*Problem to work on*
Quote the interview text word for word, everything from "It absolutely is" down to "because of it?".

------ Extract provided ------

It absolutely is (all of those). All my life I’ve played instruments. As a tiny, tiny kid, I was playing recorder. When I wanted to be singer/songwriter in my teens, I was playing guitar. But when I got this ukulele, I did find it was my instrument for that time. It worked all the feelings that were going through me. There was some sort of intimacy to it. Any song I wrote expressed itself so much more honestly. There’s modesty if you lay it very simply. Obviously, there’ll be ukulele players who will go mad at that because they’re going to shout out the name of Jake Shimabukuro who is a genius who can play everything and just floors me.
I read in an interview you don’t like to dwell on the accident in 2017, but will you speak about the awareness or relationships that changed because of it?
I couldn’t do much of anything. I was absolutely grateful to friends. The thing that was weird is that it almost made me hate music for a while. I had to get into a professional mode (even to write about music). I had a good friend in Santa Cruz who drove up to visit and brought with him a dulcimer. He said, “You can play with one hand, put your elbow here.”Somebody sent me a Jew’s harp. People were so adorable. They were trying to say this hasn’t stopped the music. It was hard because it was off-the-scale unbelievable pain, and a huge number of procedures and surgeries.

------ Given entries ------

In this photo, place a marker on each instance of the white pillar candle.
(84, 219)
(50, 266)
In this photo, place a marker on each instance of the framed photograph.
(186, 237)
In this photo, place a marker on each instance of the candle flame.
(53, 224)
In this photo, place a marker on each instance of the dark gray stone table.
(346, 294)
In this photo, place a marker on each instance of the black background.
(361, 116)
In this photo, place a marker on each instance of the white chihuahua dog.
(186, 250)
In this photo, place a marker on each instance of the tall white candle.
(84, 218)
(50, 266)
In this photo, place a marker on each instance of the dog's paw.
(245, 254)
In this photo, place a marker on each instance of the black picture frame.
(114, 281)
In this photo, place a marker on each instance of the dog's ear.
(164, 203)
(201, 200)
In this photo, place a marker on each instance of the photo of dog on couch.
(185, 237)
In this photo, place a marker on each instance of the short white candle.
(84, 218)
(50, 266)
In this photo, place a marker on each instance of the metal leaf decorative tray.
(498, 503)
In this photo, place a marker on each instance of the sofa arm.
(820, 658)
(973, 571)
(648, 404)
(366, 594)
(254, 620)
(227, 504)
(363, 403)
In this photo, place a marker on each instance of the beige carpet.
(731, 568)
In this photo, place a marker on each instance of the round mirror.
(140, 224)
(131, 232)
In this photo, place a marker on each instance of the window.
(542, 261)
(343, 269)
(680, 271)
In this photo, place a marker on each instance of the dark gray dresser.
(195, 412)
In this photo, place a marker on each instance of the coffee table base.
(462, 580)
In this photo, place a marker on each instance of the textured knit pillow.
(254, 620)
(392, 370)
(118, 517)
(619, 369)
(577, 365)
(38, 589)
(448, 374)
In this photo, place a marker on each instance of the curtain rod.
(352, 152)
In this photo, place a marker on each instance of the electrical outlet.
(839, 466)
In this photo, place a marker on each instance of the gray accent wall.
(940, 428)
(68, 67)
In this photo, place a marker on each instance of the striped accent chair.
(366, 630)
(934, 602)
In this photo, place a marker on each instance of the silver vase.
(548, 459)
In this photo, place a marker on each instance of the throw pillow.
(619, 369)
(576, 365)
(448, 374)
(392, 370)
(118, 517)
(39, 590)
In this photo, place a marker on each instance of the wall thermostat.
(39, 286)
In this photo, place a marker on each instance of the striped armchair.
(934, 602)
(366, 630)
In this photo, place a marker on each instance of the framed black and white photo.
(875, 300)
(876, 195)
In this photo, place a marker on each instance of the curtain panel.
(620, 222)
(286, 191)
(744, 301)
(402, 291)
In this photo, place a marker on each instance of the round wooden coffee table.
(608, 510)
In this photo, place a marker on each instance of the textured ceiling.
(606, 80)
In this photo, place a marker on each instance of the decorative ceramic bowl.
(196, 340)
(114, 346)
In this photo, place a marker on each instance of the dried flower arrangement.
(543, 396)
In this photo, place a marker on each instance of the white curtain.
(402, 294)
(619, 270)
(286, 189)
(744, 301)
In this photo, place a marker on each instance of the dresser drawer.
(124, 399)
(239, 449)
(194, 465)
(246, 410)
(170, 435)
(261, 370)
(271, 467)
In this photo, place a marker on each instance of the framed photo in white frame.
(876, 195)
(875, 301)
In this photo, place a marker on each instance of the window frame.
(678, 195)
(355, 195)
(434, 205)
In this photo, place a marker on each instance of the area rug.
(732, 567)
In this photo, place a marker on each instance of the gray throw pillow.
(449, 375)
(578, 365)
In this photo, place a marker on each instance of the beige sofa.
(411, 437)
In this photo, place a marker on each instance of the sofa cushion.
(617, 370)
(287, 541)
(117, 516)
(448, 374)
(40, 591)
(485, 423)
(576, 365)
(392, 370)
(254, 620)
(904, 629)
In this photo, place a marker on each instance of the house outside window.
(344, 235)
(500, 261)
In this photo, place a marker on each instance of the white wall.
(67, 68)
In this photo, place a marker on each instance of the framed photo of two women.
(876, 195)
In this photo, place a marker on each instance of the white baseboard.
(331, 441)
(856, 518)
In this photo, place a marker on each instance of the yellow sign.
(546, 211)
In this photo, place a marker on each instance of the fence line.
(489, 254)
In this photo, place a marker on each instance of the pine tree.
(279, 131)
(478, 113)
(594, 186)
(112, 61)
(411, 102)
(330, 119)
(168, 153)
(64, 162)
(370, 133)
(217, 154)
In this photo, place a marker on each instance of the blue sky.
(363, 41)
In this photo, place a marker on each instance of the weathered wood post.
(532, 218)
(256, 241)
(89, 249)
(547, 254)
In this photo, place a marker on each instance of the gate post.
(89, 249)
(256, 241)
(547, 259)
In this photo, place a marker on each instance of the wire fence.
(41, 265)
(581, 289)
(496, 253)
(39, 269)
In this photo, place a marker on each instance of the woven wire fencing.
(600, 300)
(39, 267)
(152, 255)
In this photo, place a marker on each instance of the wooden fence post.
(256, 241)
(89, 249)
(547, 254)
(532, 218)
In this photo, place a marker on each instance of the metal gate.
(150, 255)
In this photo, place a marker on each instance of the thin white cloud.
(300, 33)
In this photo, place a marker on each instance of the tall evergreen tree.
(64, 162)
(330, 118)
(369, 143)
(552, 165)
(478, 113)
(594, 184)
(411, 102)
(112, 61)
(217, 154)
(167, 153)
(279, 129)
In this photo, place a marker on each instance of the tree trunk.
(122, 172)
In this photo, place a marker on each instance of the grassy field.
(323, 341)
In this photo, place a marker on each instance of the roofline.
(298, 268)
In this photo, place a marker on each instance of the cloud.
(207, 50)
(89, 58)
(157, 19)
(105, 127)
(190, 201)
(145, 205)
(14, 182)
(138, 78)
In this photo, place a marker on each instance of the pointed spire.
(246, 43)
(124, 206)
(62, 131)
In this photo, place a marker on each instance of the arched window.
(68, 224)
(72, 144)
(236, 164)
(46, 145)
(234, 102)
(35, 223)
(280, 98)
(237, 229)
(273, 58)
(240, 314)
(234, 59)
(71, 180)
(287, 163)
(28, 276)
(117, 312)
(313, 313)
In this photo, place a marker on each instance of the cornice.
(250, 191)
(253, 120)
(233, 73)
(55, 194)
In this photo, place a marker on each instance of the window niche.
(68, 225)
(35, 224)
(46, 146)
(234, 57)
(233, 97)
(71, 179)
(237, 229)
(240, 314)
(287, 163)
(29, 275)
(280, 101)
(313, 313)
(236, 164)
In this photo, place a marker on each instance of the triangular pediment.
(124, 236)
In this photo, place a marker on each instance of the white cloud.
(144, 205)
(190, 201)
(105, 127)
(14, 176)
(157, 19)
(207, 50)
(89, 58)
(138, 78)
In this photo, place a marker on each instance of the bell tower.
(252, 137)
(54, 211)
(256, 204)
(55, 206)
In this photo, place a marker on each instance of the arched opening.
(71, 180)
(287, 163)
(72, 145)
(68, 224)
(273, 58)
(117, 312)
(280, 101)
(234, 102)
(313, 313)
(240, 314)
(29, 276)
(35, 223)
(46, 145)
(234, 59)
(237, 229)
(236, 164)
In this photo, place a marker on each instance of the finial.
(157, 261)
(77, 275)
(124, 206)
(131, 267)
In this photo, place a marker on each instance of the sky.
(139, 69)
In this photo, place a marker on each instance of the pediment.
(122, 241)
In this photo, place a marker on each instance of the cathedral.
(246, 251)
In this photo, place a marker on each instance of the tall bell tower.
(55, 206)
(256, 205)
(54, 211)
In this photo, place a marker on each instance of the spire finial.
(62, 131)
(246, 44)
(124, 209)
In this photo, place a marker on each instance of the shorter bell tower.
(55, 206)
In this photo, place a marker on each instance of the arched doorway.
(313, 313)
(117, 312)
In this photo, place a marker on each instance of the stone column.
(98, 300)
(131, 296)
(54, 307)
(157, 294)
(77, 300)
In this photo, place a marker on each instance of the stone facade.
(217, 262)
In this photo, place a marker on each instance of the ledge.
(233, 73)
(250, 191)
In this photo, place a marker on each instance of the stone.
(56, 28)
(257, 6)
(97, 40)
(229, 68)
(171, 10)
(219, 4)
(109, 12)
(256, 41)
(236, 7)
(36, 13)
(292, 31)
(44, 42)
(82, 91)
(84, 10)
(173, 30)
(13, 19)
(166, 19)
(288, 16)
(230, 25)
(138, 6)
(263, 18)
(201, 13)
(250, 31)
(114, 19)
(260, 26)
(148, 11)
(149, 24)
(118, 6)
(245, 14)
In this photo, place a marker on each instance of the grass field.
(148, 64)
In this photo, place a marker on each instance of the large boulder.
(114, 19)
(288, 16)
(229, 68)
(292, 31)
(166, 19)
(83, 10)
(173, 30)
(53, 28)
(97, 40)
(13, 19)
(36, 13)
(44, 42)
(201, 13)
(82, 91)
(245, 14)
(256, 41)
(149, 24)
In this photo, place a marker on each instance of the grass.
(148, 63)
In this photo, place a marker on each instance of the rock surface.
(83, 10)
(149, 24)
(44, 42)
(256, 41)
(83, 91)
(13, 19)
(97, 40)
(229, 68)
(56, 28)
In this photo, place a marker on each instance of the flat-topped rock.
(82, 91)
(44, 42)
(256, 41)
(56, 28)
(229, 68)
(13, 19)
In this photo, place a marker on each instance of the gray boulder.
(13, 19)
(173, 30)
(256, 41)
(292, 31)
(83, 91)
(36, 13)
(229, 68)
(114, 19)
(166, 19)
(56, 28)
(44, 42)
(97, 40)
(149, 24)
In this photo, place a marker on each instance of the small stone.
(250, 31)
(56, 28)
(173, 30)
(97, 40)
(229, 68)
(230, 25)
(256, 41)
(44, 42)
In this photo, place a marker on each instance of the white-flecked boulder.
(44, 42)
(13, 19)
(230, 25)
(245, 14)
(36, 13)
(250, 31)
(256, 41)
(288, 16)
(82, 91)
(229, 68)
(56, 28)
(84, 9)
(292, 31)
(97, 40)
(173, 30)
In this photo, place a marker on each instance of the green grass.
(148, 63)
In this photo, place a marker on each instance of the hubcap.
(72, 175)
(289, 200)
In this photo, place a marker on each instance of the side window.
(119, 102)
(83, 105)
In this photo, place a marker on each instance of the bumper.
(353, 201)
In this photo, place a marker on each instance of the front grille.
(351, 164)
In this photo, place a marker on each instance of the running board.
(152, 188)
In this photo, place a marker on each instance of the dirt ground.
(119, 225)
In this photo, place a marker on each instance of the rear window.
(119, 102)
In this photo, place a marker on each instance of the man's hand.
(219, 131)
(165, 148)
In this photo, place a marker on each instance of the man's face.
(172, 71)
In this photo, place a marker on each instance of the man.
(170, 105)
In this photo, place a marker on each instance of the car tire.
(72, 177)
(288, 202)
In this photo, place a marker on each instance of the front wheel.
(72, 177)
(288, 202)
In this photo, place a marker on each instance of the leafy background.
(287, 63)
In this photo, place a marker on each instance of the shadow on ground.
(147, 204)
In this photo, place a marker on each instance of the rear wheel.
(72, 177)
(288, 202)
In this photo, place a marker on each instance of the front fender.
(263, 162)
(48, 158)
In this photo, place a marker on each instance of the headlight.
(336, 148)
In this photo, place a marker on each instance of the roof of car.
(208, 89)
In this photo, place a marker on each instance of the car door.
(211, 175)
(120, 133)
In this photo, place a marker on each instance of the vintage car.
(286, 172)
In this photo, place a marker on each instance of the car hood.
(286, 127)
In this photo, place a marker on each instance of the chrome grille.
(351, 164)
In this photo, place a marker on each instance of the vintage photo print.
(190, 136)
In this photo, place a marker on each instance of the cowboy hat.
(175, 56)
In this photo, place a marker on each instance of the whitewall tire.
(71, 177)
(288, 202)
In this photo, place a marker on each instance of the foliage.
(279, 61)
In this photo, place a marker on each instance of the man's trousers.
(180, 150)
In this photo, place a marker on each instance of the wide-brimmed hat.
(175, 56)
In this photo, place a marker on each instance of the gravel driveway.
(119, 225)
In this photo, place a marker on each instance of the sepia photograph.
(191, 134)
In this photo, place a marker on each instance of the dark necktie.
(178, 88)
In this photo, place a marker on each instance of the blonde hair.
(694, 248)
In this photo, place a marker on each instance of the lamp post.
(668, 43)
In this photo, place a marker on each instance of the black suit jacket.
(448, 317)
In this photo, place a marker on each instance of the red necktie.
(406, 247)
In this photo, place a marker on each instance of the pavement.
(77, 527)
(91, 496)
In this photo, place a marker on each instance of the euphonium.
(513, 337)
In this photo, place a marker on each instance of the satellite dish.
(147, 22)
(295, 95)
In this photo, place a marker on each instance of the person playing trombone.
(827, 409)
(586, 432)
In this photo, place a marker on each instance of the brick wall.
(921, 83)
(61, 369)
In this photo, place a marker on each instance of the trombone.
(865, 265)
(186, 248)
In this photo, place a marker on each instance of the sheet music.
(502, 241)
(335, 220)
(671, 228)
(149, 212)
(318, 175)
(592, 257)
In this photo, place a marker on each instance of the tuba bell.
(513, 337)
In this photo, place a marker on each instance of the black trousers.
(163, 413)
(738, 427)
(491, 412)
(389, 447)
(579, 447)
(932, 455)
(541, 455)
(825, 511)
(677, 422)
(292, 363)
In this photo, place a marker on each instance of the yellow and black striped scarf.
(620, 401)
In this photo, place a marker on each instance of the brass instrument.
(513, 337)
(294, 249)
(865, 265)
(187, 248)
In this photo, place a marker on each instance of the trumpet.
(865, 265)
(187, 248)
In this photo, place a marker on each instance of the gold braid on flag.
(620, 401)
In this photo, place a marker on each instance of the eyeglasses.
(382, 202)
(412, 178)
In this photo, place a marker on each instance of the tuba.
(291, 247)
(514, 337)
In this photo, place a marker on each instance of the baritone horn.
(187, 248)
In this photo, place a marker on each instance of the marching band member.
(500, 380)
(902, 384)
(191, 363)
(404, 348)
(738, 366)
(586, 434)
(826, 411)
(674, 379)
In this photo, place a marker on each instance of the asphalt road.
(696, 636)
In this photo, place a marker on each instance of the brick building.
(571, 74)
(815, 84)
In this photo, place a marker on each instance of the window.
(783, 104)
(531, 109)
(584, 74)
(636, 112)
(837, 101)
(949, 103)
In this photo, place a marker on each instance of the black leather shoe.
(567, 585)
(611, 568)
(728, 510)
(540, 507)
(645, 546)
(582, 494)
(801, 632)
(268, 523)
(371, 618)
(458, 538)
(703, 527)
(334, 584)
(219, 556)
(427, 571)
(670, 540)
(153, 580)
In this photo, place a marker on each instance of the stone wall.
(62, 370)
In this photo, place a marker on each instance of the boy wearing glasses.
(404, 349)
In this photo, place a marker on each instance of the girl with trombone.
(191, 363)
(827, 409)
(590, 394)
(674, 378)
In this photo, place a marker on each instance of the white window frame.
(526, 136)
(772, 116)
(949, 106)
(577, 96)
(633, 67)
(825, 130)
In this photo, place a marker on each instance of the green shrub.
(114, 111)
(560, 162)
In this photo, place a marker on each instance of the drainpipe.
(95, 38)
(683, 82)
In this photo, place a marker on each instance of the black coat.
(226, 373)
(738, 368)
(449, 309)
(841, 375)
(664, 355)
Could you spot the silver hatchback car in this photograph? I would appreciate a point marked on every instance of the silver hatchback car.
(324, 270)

------

*Solution*
It absolutely is (all of those). All my life I’ve played instruments. As a tiny, tiny kid, I was playing recorder. When I wanted to be singer/songwriter in my teens, I was playing guitar. But when I got this ukulele, I did find it was my instrument for that time. It worked all the feelings that were going through me. There was some sort of intimacy to it. Any song I wrote expressed itself so much more honestly. There’s modesty if you lay it very simply. Obviously, there’ll be ukulele players who will go mad at that because they’re going to shout out the name of Jake Shimabukuro who is a genius who can play everything and just floors me.
I read in an interview you don’t like to dwell on the accident in 2017, but will you speak about the awareness or relationships that changed because of it?